**What you should do:** Please reproduce word for word the rows below, starting with the line that contains "Where can you spot the white water" and going on through the last of the rows, with both of those lines included.

-*-*-

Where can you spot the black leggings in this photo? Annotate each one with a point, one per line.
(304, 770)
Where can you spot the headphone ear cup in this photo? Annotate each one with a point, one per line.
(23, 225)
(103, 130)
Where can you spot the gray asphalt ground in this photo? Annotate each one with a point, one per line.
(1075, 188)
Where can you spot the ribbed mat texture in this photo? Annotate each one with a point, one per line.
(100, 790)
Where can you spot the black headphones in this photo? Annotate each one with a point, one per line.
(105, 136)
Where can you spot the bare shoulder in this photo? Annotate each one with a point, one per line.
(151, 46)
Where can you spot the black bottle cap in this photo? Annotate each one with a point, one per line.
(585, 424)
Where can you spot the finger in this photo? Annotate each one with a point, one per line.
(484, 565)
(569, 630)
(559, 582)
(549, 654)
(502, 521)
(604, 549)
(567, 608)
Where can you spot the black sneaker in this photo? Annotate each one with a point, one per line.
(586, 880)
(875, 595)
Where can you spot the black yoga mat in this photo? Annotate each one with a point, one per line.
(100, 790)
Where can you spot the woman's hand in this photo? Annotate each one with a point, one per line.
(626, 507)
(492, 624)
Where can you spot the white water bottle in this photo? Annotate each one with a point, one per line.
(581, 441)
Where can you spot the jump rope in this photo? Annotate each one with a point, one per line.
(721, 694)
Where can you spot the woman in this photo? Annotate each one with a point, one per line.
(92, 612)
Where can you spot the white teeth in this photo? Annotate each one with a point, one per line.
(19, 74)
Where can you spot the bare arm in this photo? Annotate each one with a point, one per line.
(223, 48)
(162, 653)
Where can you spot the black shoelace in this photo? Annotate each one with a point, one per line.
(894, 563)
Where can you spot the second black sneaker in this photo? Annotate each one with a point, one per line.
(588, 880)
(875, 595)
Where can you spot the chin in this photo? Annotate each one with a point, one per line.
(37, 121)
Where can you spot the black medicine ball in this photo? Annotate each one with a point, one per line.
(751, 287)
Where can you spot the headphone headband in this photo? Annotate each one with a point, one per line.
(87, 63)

-*-*-

**Response:**
Where can you spot the white water bottle in this photo? Annotate each one with a point, one per line.
(581, 441)
Where can you spot the jump rope in this photo? Annotate each one with a point, one per line.
(721, 694)
Where can you spot the woman in this photo? Annotate each one with a point, one per line.
(92, 612)
Where can you spot the white teeth in this photo? Annotate each one with a point, one per line.
(19, 74)
Where can you spot the bare arm in this photo? Annotate each one with a point, one per line.
(223, 48)
(162, 653)
Where can you spot the black shoelace in this photo? Annotate each one with a point, one per line.
(894, 563)
Where can you spot the second black sneaker in this photo? Annotate each one with a point, one per line.
(588, 880)
(875, 595)
Where can you spot the chin in this photo? Annotate each one with a point, one per line.
(37, 121)
Where can you spot the black medicine ball in this photo? Annotate each one with a point, one per line.
(751, 287)
Where can you spot the headphone headband in this photo? Annotate each one with a point, one per line.
(87, 63)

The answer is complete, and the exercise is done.